[[ Input data, beginning ]]

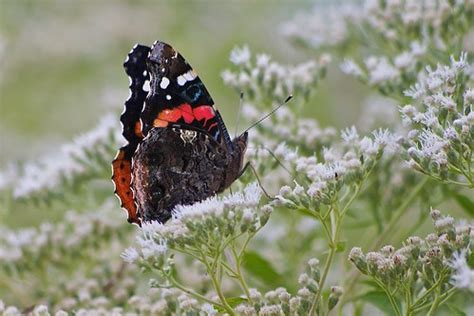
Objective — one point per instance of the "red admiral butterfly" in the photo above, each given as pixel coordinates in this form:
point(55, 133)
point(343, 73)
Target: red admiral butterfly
point(179, 150)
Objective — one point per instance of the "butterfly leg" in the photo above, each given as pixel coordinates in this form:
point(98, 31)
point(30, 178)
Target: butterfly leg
point(249, 165)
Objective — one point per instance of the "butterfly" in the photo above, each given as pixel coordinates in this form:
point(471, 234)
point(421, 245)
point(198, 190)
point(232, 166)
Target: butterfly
point(178, 149)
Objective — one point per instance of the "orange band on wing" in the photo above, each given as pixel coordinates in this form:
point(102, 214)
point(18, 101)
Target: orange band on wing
point(186, 112)
point(205, 112)
point(122, 178)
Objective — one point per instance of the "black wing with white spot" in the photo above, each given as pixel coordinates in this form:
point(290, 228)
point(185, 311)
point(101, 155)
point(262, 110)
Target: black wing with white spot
point(135, 67)
point(177, 95)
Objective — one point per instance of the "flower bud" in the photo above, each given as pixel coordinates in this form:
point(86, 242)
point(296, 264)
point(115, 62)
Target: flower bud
point(336, 292)
point(357, 257)
point(265, 214)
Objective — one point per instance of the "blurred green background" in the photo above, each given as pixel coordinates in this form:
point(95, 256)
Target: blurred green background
point(61, 61)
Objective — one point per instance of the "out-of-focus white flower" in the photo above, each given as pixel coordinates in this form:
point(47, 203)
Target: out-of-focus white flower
point(48, 171)
point(463, 276)
point(349, 67)
point(130, 255)
point(240, 55)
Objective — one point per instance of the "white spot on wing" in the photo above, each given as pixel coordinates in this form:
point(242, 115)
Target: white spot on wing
point(181, 80)
point(164, 83)
point(190, 75)
point(146, 86)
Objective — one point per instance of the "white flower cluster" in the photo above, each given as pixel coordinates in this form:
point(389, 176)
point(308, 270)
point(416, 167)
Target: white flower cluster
point(263, 79)
point(202, 224)
point(425, 261)
point(23, 249)
point(155, 302)
point(408, 33)
point(441, 121)
point(71, 159)
point(346, 164)
point(463, 276)
point(281, 302)
point(325, 25)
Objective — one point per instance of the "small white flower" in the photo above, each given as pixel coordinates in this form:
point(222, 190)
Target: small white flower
point(349, 67)
point(350, 135)
point(463, 276)
point(130, 255)
point(262, 60)
point(240, 56)
point(208, 310)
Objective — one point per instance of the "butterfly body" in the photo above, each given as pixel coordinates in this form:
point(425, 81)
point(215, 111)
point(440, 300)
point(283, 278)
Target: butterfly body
point(179, 151)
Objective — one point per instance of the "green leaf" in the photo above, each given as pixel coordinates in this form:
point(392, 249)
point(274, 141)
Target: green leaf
point(470, 260)
point(464, 202)
point(232, 301)
point(378, 299)
point(455, 311)
point(341, 246)
point(261, 269)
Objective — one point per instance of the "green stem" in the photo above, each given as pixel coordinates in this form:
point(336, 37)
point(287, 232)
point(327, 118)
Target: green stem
point(240, 277)
point(399, 212)
point(434, 305)
point(428, 292)
point(390, 297)
point(198, 296)
point(216, 281)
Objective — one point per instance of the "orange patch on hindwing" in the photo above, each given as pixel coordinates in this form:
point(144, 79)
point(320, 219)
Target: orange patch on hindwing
point(122, 178)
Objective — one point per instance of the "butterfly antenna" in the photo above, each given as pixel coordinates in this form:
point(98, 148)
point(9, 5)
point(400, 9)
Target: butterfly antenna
point(239, 113)
point(269, 113)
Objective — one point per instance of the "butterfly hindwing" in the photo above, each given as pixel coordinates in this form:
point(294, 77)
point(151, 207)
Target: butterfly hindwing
point(135, 67)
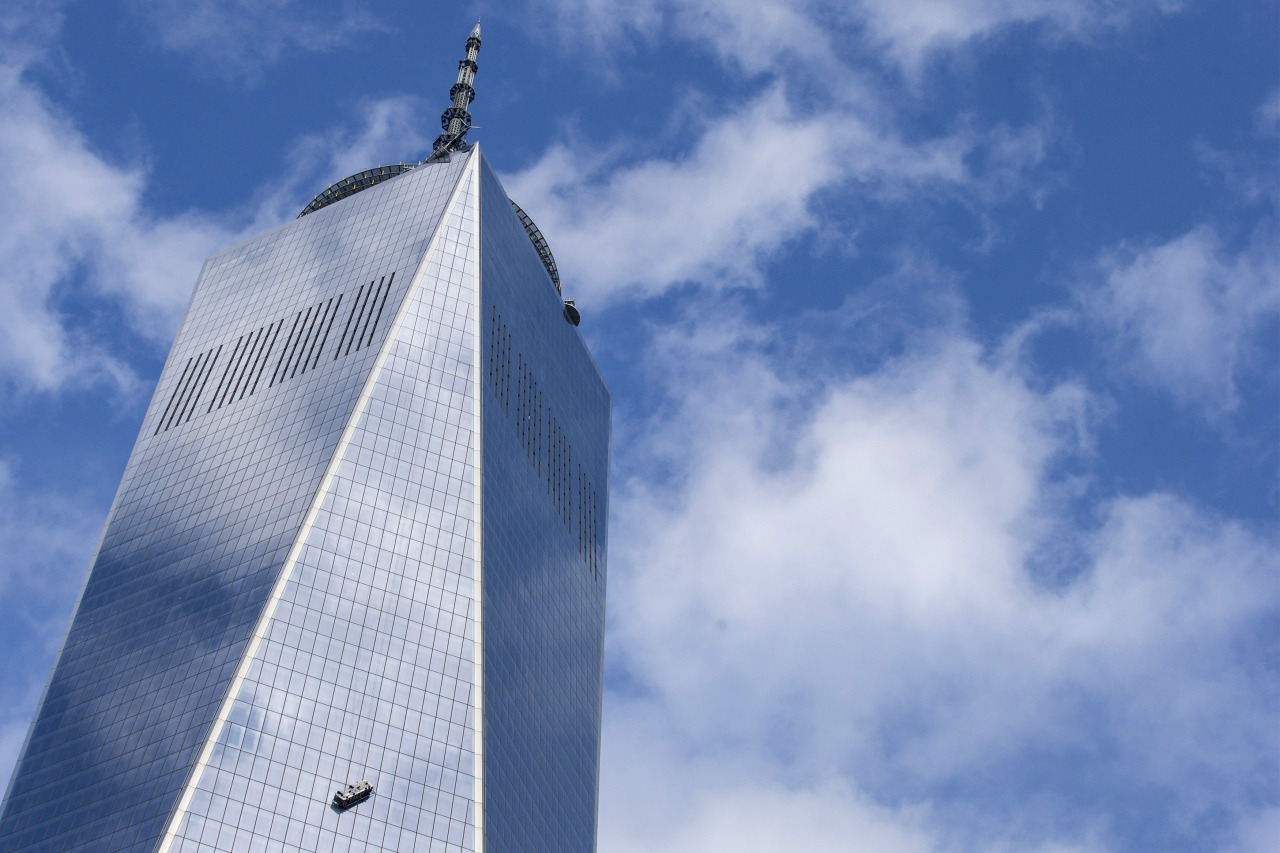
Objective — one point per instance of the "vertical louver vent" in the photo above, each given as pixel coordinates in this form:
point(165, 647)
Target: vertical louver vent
point(547, 446)
point(277, 352)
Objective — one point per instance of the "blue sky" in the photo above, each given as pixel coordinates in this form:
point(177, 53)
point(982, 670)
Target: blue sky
point(944, 345)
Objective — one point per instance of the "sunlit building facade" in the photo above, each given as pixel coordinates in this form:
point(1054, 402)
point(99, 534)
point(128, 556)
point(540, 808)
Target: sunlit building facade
point(361, 538)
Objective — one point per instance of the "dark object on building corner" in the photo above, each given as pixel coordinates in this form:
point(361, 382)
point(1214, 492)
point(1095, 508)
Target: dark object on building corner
point(544, 251)
point(571, 313)
point(352, 794)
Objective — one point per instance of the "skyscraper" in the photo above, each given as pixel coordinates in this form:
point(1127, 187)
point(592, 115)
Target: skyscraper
point(360, 538)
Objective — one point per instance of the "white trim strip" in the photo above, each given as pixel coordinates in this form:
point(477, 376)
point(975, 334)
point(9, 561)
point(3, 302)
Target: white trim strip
point(305, 530)
point(478, 496)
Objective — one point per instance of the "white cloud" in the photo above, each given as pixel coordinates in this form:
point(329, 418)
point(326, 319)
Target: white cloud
point(76, 235)
point(1187, 315)
point(842, 587)
point(46, 541)
point(236, 39)
point(912, 31)
point(72, 217)
point(748, 187)
point(767, 36)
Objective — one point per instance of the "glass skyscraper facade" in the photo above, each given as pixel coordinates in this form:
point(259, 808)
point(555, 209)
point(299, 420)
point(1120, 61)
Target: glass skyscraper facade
point(361, 536)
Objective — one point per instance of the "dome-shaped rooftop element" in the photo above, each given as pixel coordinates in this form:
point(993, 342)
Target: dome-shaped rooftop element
point(353, 185)
point(544, 251)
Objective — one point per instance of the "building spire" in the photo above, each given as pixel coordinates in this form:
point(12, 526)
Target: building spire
point(456, 121)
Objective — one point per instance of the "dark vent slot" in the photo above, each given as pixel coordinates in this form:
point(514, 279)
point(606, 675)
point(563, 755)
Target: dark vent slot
point(252, 351)
point(380, 306)
point(266, 355)
point(333, 315)
point(237, 354)
point(177, 388)
point(310, 337)
point(186, 391)
point(246, 370)
point(360, 316)
point(209, 370)
point(284, 354)
point(346, 329)
point(544, 441)
point(291, 347)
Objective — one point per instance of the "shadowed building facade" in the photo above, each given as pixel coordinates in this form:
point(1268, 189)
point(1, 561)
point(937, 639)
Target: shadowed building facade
point(360, 538)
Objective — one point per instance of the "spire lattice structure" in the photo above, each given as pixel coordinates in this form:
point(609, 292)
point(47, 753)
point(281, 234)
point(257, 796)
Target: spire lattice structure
point(456, 121)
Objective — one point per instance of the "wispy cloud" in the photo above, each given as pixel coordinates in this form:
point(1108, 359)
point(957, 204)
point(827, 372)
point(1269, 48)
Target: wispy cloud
point(1189, 315)
point(77, 240)
point(844, 585)
point(767, 37)
point(46, 541)
point(237, 39)
point(746, 187)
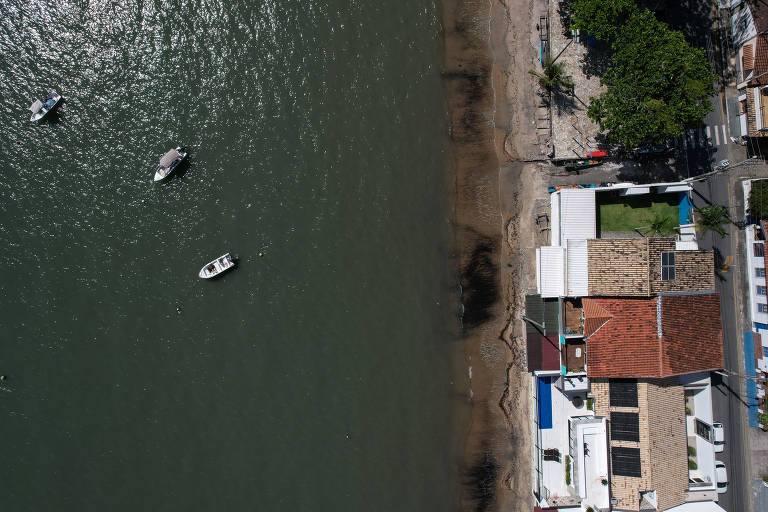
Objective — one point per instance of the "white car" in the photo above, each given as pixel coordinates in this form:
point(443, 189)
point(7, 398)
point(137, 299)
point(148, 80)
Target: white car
point(718, 435)
point(721, 477)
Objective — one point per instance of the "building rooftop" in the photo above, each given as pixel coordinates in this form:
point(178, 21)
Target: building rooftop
point(543, 351)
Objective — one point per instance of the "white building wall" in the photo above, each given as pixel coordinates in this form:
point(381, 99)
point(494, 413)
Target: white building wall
point(754, 263)
point(577, 268)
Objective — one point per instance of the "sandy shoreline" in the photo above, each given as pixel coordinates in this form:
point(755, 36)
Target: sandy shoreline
point(490, 99)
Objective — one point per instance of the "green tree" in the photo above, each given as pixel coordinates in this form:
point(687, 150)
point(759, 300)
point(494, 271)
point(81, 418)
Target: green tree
point(656, 84)
point(712, 218)
point(601, 18)
point(758, 201)
point(553, 77)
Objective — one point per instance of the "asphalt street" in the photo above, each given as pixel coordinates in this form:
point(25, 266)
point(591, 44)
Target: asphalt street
point(728, 392)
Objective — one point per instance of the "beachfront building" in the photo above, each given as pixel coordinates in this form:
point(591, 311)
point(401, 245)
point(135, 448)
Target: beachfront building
point(570, 451)
point(604, 242)
point(757, 251)
point(648, 367)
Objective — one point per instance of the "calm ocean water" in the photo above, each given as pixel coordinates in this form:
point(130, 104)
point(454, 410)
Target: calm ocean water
point(314, 378)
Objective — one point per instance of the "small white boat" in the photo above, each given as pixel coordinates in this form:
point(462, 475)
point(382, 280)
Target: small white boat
point(170, 161)
point(217, 266)
point(40, 109)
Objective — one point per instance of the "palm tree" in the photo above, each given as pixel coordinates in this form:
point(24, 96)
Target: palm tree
point(553, 77)
point(712, 218)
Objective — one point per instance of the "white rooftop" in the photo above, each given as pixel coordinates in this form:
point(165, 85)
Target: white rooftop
point(550, 271)
point(574, 214)
point(587, 468)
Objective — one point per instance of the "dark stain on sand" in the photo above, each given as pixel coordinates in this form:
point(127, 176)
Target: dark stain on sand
point(480, 283)
point(480, 480)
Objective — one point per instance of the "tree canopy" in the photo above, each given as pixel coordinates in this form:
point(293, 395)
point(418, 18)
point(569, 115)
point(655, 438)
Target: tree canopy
point(601, 18)
point(656, 84)
point(758, 201)
point(553, 77)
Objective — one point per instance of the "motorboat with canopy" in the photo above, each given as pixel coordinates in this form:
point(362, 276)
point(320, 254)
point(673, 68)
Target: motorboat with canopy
point(170, 161)
point(217, 266)
point(40, 109)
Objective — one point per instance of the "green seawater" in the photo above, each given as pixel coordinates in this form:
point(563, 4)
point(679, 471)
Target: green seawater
point(317, 377)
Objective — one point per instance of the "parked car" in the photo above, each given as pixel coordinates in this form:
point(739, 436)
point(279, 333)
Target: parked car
point(721, 477)
point(718, 435)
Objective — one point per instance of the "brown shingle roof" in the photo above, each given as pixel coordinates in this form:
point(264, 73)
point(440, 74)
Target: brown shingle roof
point(594, 317)
point(618, 267)
point(631, 344)
point(693, 338)
point(761, 61)
point(759, 10)
point(747, 58)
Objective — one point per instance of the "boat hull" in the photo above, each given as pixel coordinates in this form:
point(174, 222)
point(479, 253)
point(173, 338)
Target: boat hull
point(159, 176)
point(217, 267)
point(43, 113)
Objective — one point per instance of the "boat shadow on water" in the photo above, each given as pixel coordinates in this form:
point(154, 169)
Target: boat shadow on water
point(181, 170)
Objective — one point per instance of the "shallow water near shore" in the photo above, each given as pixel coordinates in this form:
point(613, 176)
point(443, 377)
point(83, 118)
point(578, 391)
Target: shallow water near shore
point(317, 377)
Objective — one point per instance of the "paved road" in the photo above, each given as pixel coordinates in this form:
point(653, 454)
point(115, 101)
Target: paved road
point(728, 396)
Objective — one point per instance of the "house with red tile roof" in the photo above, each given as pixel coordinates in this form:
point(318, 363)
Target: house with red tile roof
point(653, 337)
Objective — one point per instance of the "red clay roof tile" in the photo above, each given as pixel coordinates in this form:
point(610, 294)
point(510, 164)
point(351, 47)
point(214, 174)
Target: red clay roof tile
point(628, 345)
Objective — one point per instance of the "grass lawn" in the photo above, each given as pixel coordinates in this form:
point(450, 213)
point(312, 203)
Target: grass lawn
point(625, 213)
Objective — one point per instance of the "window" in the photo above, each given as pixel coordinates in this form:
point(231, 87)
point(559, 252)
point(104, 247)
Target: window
point(625, 461)
point(703, 430)
point(625, 426)
point(623, 392)
point(667, 266)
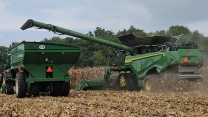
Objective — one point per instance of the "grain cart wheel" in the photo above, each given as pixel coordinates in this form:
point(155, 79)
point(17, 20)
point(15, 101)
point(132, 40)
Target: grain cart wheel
point(35, 90)
point(66, 89)
point(9, 88)
point(55, 89)
point(151, 83)
point(21, 86)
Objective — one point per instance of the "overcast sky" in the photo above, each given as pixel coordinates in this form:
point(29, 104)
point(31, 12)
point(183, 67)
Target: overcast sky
point(85, 15)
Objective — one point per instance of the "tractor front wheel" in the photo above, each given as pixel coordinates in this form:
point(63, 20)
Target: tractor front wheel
point(152, 83)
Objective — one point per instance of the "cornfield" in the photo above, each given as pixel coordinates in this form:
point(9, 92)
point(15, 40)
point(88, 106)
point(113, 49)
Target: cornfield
point(108, 103)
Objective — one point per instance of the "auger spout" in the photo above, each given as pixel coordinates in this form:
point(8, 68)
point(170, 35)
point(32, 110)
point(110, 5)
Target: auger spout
point(30, 23)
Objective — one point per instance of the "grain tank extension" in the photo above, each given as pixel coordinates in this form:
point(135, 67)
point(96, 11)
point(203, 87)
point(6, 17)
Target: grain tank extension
point(40, 67)
point(149, 61)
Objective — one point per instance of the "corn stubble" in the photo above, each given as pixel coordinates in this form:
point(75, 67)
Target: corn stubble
point(108, 103)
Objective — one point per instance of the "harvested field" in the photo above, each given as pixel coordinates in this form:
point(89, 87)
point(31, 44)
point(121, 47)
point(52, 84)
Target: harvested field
point(109, 103)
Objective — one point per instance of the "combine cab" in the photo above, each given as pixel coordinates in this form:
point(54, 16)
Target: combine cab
point(149, 61)
point(39, 67)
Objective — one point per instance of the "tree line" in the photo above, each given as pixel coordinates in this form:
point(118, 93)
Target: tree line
point(94, 54)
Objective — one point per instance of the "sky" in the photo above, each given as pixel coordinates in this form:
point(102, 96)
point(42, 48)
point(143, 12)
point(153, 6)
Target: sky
point(85, 15)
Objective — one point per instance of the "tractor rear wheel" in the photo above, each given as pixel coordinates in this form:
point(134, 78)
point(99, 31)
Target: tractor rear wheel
point(21, 86)
point(152, 83)
point(9, 88)
point(66, 89)
point(55, 89)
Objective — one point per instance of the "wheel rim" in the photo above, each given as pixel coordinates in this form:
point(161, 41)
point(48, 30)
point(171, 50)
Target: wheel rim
point(148, 85)
point(16, 86)
point(122, 81)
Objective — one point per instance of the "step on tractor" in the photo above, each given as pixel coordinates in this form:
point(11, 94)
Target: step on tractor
point(39, 67)
point(148, 61)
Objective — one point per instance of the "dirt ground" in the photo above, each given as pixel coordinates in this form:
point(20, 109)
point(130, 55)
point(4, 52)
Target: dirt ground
point(108, 104)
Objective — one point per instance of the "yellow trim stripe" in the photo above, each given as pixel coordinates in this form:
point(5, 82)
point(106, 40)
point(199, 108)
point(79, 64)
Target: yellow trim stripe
point(137, 58)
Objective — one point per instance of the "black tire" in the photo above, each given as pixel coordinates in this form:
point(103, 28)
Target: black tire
point(9, 88)
point(126, 81)
point(66, 89)
point(21, 86)
point(152, 82)
point(55, 89)
point(35, 90)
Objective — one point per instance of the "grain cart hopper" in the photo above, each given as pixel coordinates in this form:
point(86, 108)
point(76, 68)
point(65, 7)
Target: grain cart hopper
point(148, 60)
point(40, 67)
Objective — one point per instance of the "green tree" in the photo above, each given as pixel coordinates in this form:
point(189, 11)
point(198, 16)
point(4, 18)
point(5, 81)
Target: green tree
point(177, 30)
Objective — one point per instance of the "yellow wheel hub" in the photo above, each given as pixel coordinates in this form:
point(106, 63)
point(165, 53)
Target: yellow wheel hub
point(148, 85)
point(122, 81)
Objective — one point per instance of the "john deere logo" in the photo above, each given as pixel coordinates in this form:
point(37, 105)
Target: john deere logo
point(42, 47)
point(187, 51)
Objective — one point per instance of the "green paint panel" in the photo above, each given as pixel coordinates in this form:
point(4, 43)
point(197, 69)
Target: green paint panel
point(34, 57)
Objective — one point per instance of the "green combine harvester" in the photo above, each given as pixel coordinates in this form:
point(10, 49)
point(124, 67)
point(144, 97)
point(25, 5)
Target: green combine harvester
point(148, 62)
point(39, 67)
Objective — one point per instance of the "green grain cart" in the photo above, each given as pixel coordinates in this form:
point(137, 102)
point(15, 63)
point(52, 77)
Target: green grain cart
point(39, 67)
point(148, 62)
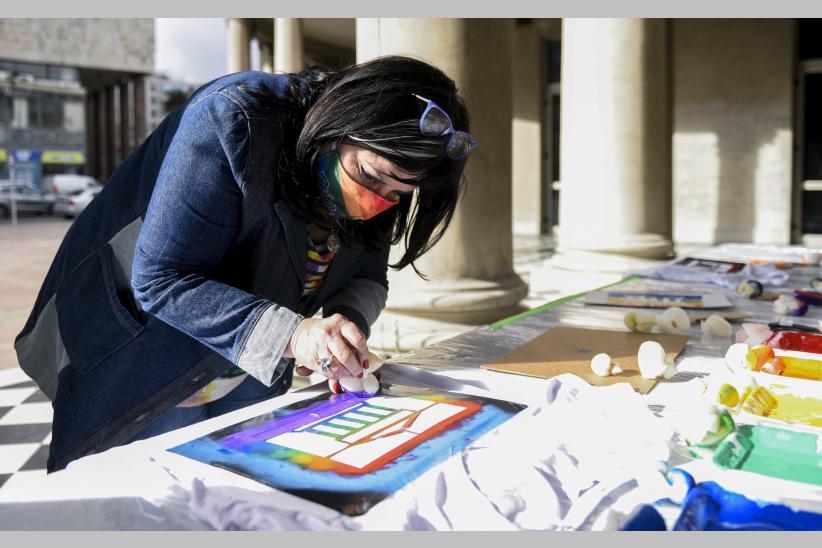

[[ Input data, end ]]

> _Exercise details_
Please reproduce the lines from the line with "point(454, 410)" to the line with "point(440, 74)", both ends included, exactly as they appear above.

> _Task solution_
point(454, 410)
Target: calm ocean water
point(314, 378)
Objective — one point per instance of the "small white boat" in the photo above, each given as pixel coordinates in this form:
point(462, 475)
point(382, 280)
Target: small white boat
point(170, 161)
point(217, 266)
point(40, 109)
Objective — one point per instance of the "palm tree" in the photo above, each given as pixel coordinates in this form:
point(24, 96)
Target: palm tree
point(553, 77)
point(712, 218)
Objective — one point per instance of the "white rooftop" in the photo above, each given as pixel coordinates in this form:
point(165, 85)
Target: white rooftop
point(550, 271)
point(574, 214)
point(587, 468)
Objective — one point per instance of the "dark stain on sand" in the photo above, each given as pixel coordinates in this form:
point(127, 176)
Target: dark stain on sand
point(480, 283)
point(480, 480)
Objective — one point per instance of the "tree canopy" in the photo above, each given as pixel coordinates in this form:
point(293, 395)
point(418, 18)
point(569, 115)
point(655, 438)
Target: tree canopy
point(601, 18)
point(656, 84)
point(758, 201)
point(553, 77)
Objective — one point per instance of the "motorboat with canopy" in the photo above, each given as pixel coordinates in this form:
point(362, 276)
point(320, 254)
point(673, 68)
Target: motorboat with canopy
point(170, 161)
point(217, 266)
point(40, 109)
Objective — one point per instance of the "green seawater" in the photo above, each given as pixel coordinates in this form:
point(563, 4)
point(679, 471)
Target: green seawater
point(317, 377)
Objective — one point per instance of the "parked car" in the photo above, each given as pixel coordinates in this form:
point(739, 436)
point(279, 333)
Target: parked car
point(721, 477)
point(718, 435)
Objective — one point per instance of the "brown shingle roof" in the photo above, each given as pixel coordinates in this form:
point(264, 73)
point(440, 74)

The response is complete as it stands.